▶ Written task:
Could you write out all of these lines again, swapping every "rough mask" for "coarse mask" and leaving everything else unchanged?

▶ Record set:
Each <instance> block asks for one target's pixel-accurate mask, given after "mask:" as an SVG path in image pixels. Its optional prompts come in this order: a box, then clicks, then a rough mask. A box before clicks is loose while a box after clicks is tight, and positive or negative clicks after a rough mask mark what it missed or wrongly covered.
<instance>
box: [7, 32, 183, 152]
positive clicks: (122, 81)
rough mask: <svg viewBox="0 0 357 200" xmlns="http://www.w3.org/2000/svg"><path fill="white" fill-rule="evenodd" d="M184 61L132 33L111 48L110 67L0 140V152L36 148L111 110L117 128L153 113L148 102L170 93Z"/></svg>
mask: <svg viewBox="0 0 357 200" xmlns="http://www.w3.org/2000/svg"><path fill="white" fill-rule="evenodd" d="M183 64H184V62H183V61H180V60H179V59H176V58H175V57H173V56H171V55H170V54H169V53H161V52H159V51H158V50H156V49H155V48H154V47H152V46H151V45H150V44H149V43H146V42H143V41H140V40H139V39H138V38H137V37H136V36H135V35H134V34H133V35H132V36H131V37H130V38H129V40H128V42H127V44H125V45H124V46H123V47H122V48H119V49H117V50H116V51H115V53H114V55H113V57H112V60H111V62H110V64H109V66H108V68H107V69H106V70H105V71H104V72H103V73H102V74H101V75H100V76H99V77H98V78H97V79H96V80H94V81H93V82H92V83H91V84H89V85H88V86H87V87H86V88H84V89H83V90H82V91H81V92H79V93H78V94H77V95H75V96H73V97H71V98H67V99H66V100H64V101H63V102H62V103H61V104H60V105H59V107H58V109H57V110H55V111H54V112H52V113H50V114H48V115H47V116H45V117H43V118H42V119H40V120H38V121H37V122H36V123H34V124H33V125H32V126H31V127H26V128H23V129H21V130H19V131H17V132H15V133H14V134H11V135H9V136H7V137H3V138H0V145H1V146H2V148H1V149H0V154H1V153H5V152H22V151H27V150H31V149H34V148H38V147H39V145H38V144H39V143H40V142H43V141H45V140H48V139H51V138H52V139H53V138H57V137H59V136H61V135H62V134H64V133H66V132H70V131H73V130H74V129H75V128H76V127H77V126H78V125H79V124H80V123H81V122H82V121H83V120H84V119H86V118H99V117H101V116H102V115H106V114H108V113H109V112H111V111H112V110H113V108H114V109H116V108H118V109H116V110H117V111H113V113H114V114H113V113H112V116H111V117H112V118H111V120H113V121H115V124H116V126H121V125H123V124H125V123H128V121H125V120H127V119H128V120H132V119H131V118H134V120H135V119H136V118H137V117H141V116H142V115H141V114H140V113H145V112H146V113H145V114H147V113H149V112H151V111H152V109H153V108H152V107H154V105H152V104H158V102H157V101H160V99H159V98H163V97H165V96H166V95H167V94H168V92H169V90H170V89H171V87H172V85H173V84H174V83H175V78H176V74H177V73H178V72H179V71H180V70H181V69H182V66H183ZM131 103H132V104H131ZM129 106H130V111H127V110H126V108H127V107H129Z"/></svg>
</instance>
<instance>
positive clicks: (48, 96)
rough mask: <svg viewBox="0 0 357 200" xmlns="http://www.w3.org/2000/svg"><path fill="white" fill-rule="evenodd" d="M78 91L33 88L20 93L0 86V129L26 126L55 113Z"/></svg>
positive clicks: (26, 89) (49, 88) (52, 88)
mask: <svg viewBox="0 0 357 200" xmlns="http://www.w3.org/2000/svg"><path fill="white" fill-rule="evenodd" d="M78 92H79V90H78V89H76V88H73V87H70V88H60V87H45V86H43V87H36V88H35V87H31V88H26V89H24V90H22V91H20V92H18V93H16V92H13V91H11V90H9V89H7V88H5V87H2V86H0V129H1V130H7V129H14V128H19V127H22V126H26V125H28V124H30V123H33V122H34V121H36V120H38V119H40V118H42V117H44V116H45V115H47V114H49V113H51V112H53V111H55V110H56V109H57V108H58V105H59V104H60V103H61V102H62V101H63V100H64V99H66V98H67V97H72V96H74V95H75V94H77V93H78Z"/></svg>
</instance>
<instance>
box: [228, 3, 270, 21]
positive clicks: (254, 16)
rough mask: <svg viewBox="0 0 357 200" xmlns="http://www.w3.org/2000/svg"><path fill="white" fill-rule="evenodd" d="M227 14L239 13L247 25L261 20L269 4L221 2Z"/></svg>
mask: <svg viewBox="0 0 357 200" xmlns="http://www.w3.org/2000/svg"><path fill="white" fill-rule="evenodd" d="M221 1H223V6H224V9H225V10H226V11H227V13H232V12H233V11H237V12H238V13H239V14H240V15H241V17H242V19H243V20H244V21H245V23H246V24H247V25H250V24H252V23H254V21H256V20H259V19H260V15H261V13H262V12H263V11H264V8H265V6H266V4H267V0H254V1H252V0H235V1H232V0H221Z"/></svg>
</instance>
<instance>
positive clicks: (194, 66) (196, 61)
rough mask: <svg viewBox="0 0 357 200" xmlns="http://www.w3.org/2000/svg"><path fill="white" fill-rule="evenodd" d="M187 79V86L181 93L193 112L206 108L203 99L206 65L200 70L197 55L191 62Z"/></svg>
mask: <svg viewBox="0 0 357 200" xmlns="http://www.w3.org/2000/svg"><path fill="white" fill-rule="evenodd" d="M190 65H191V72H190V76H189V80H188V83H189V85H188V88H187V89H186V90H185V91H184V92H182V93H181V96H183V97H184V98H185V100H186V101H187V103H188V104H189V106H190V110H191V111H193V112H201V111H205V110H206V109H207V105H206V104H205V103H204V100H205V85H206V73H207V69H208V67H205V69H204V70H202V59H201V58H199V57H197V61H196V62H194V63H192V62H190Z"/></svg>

▶ Exercise output:
Each <instance> block asks for one target's pixel-accurate mask, given after "mask:" as an SVG path in image pixels. Its optional prompts come in this order: a box, then clicks, then a coarse mask. A box before clicks is loose while a box after clicks is tight, and positive or negative clicks after a coarse mask mark what it missed or wrongly covered.
<instance>
box: [7, 32, 183, 152]
positive clicks: (122, 81)
coarse mask: <svg viewBox="0 0 357 200" xmlns="http://www.w3.org/2000/svg"><path fill="white" fill-rule="evenodd" d="M184 61L132 33L111 48L110 67L0 140V152L36 148L111 110L117 128L153 113L148 102L170 93Z"/></svg>
mask: <svg viewBox="0 0 357 200" xmlns="http://www.w3.org/2000/svg"><path fill="white" fill-rule="evenodd" d="M183 64H184V62H183V61H180V60H179V59H176V58H175V57H173V56H171V55H170V54H169V53H161V52H159V51H158V50H156V49H155V48H154V47H152V46H151V45H150V44H149V43H146V42H143V41H140V40H139V39H138V38H137V37H136V36H135V35H134V34H133V35H132V36H131V37H130V38H129V40H128V42H127V44H125V45H124V46H123V47H122V48H119V49H117V50H116V51H115V53H114V55H113V57H112V60H111V62H110V64H109V66H108V68H107V69H106V70H105V71H104V72H103V73H102V74H101V75H100V76H99V77H98V78H97V79H96V80H94V81H93V82H92V83H91V84H89V85H88V86H87V87H86V88H84V89H83V90H82V91H81V92H79V93H78V94H77V95H75V96H73V97H71V98H67V99H66V100H64V101H63V102H62V103H61V104H60V105H59V107H58V109H57V110H55V111H54V112H52V113H50V114H48V115H47V116H45V117H43V118H42V119H40V120H38V121H37V122H36V123H34V124H33V125H32V126H31V127H26V128H23V129H21V130H19V131H17V132H15V133H14V134H11V135H9V136H7V137H3V138H0V145H1V146H2V148H1V149H0V154H1V153H5V152H22V151H27V150H31V149H34V148H38V147H39V145H38V144H39V143H40V142H43V141H45V140H48V139H51V138H52V139H53V138H57V137H59V136H61V135H62V134H64V133H66V132H70V131H73V130H74V129H75V128H76V127H77V126H78V125H79V124H80V123H81V122H82V121H83V120H84V119H86V118H99V117H101V116H102V115H106V114H108V113H109V112H111V111H112V110H113V108H114V109H116V108H118V109H116V110H117V111H113V113H114V114H113V113H112V116H111V117H112V118H111V120H113V121H115V124H116V126H121V125H123V124H125V123H128V121H125V120H127V119H128V120H132V119H131V118H134V120H135V119H136V118H137V117H141V116H142V115H141V114H140V113H145V112H146V113H145V114H147V113H149V112H151V111H152V109H153V108H152V107H154V105H152V104H158V102H157V101H160V99H159V98H163V97H165V96H166V95H167V94H168V92H169V90H170V89H171V87H172V85H173V84H174V83H175V78H176V74H177V73H178V72H179V71H180V70H181V69H182V66H183ZM131 103H132V104H131ZM129 106H130V111H127V110H126V108H127V107H129Z"/></svg>
</instance>
<instance>
positive clicks: (48, 96)
coarse mask: <svg viewBox="0 0 357 200" xmlns="http://www.w3.org/2000/svg"><path fill="white" fill-rule="evenodd" d="M78 91L33 88L20 93L0 86V129L26 126L55 113Z"/></svg>
positive clicks: (26, 89) (49, 88) (52, 88)
mask: <svg viewBox="0 0 357 200" xmlns="http://www.w3.org/2000/svg"><path fill="white" fill-rule="evenodd" d="M78 92H79V90H78V89H76V88H73V87H70V88H60V87H45V86H43V87H36V88H35V87H31V88H26V89H24V90H22V91H20V92H18V93H16V92H13V91H11V90H9V89H7V88H5V87H2V86H0V129H1V130H7V129H14V128H19V127H22V126H26V125H28V124H30V123H33V122H34V121H36V120H38V119H40V118H42V117H44V116H45V115H47V114H49V113H51V112H53V111H55V110H56V109H57V108H58V105H59V104H60V103H61V102H62V101H63V100H64V99H66V98H67V97H72V96H74V95H75V94H77V93H78Z"/></svg>
</instance>
<instance>
box: [228, 3, 270, 21]
positive clicks: (254, 16)
coarse mask: <svg viewBox="0 0 357 200" xmlns="http://www.w3.org/2000/svg"><path fill="white" fill-rule="evenodd" d="M227 14L239 13L247 25L261 20L269 4L221 2Z"/></svg>
mask: <svg viewBox="0 0 357 200" xmlns="http://www.w3.org/2000/svg"><path fill="white" fill-rule="evenodd" d="M221 1H223V6H224V9H225V10H226V11H227V13H232V12H233V11H237V12H238V13H239V14H240V15H241V17H242V19H243V20H244V21H245V23H246V24H247V25H250V24H252V23H254V21H256V20H259V19H260V15H261V13H262V12H263V11H264V8H265V6H266V4H267V0H254V1H252V0H235V1H232V0H221Z"/></svg>
</instance>
<instance>
positive clicks: (194, 66) (196, 61)
coarse mask: <svg viewBox="0 0 357 200" xmlns="http://www.w3.org/2000/svg"><path fill="white" fill-rule="evenodd" d="M187 79V86L181 93L193 112L206 108L203 99L206 65L200 70L197 55L191 62Z"/></svg>
mask: <svg viewBox="0 0 357 200" xmlns="http://www.w3.org/2000/svg"><path fill="white" fill-rule="evenodd" d="M190 65H191V72H190V76H189V80H188V83H189V85H188V88H187V89H186V90H185V91H184V92H182V93H181V96H183V97H184V98H185V100H186V101H187V103H188V104H189V106H190V110H191V111H193V112H201V111H205V110H206V109H207V105H206V104H205V103H204V100H205V85H206V73H207V69H208V67H205V69H204V70H202V59H201V58H199V57H197V61H196V62H194V63H192V62H190Z"/></svg>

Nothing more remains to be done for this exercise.